** Given information follows **

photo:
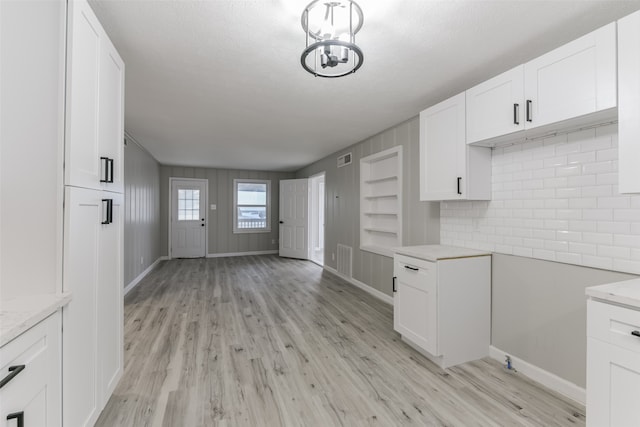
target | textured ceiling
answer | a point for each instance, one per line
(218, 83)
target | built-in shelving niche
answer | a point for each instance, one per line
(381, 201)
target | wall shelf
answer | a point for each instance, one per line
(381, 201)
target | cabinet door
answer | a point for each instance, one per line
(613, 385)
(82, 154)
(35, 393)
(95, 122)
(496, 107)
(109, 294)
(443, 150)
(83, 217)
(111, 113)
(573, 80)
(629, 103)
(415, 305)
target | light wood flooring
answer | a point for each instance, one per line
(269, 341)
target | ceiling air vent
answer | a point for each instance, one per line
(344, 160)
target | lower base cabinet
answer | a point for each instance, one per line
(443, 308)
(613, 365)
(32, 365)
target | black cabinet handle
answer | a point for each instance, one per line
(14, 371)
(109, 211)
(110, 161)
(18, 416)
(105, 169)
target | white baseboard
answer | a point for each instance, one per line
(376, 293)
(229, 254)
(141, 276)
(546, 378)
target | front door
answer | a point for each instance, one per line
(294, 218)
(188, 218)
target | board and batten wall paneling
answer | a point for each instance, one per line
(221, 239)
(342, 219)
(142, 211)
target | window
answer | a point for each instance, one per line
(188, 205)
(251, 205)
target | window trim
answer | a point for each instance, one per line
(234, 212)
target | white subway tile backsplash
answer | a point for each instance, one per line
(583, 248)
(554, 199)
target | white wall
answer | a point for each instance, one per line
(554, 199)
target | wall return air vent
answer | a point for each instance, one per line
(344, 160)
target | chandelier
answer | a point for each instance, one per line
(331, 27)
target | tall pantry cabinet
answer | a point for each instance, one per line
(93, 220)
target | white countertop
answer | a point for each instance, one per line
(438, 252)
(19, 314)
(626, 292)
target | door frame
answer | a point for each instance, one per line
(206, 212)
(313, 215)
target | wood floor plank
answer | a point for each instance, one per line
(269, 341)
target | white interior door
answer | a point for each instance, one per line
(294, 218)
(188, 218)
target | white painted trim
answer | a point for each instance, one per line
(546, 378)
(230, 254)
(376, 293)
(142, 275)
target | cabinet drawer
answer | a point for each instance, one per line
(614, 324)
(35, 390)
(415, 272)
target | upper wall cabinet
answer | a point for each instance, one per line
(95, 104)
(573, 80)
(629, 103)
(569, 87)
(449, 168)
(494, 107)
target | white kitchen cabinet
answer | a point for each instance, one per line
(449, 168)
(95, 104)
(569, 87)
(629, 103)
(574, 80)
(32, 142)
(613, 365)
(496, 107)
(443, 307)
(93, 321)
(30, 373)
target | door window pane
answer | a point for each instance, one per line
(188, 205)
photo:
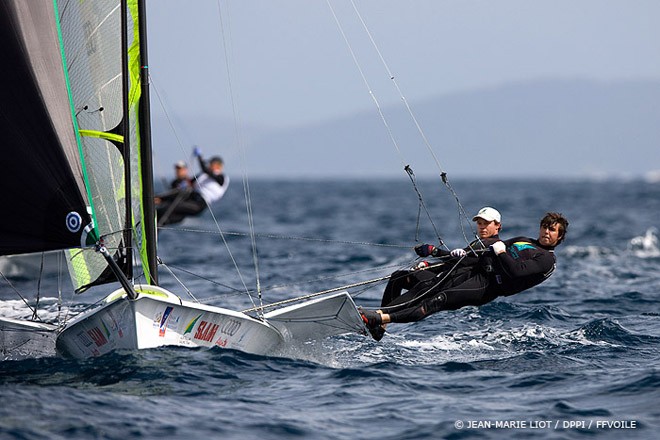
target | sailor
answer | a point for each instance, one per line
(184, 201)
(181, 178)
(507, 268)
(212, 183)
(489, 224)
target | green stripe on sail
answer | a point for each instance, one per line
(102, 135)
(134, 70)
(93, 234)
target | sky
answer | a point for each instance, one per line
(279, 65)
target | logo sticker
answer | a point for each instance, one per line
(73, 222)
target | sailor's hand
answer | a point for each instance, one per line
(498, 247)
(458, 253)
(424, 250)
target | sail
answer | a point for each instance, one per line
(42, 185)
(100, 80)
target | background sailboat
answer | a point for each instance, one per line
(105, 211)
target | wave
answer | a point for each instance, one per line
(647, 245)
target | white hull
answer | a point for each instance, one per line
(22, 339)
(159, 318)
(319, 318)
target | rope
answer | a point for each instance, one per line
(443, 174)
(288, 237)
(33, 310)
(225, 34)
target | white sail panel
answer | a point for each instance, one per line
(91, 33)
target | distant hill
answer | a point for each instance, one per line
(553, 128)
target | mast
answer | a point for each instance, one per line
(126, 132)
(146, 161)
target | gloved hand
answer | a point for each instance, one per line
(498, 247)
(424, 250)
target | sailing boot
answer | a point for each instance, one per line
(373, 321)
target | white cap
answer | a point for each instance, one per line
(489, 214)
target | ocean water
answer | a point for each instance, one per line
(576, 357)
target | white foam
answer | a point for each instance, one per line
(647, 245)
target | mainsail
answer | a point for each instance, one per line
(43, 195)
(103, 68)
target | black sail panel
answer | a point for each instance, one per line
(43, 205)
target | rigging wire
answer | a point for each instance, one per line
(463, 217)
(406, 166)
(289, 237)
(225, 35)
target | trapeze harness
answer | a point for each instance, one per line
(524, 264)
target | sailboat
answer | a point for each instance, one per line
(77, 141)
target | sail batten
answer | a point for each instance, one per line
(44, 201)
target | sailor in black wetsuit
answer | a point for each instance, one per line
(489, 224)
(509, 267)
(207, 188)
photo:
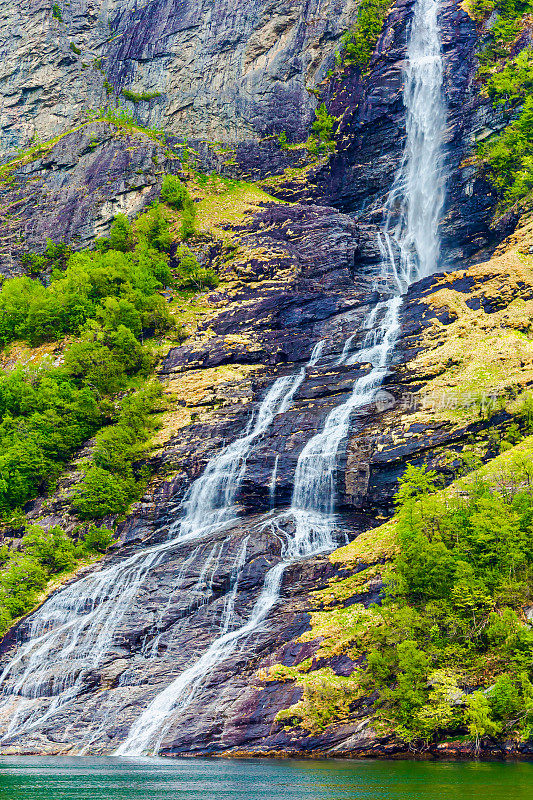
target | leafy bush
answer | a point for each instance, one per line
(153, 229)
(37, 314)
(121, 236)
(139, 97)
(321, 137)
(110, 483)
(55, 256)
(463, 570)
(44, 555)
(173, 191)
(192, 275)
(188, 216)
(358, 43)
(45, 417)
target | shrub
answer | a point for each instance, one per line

** End of Given information **

(Exercise requirements): Only lines with the word "cabinet" are wanted; pull each of them from the records.

(Output of the task):
target | cabinet door
target | lower base cabinet
target | black cabinet handle
target | tall pantry cabinet
target | cabinet drawer
target | upper wall cabinet
target | white kitchen cabinet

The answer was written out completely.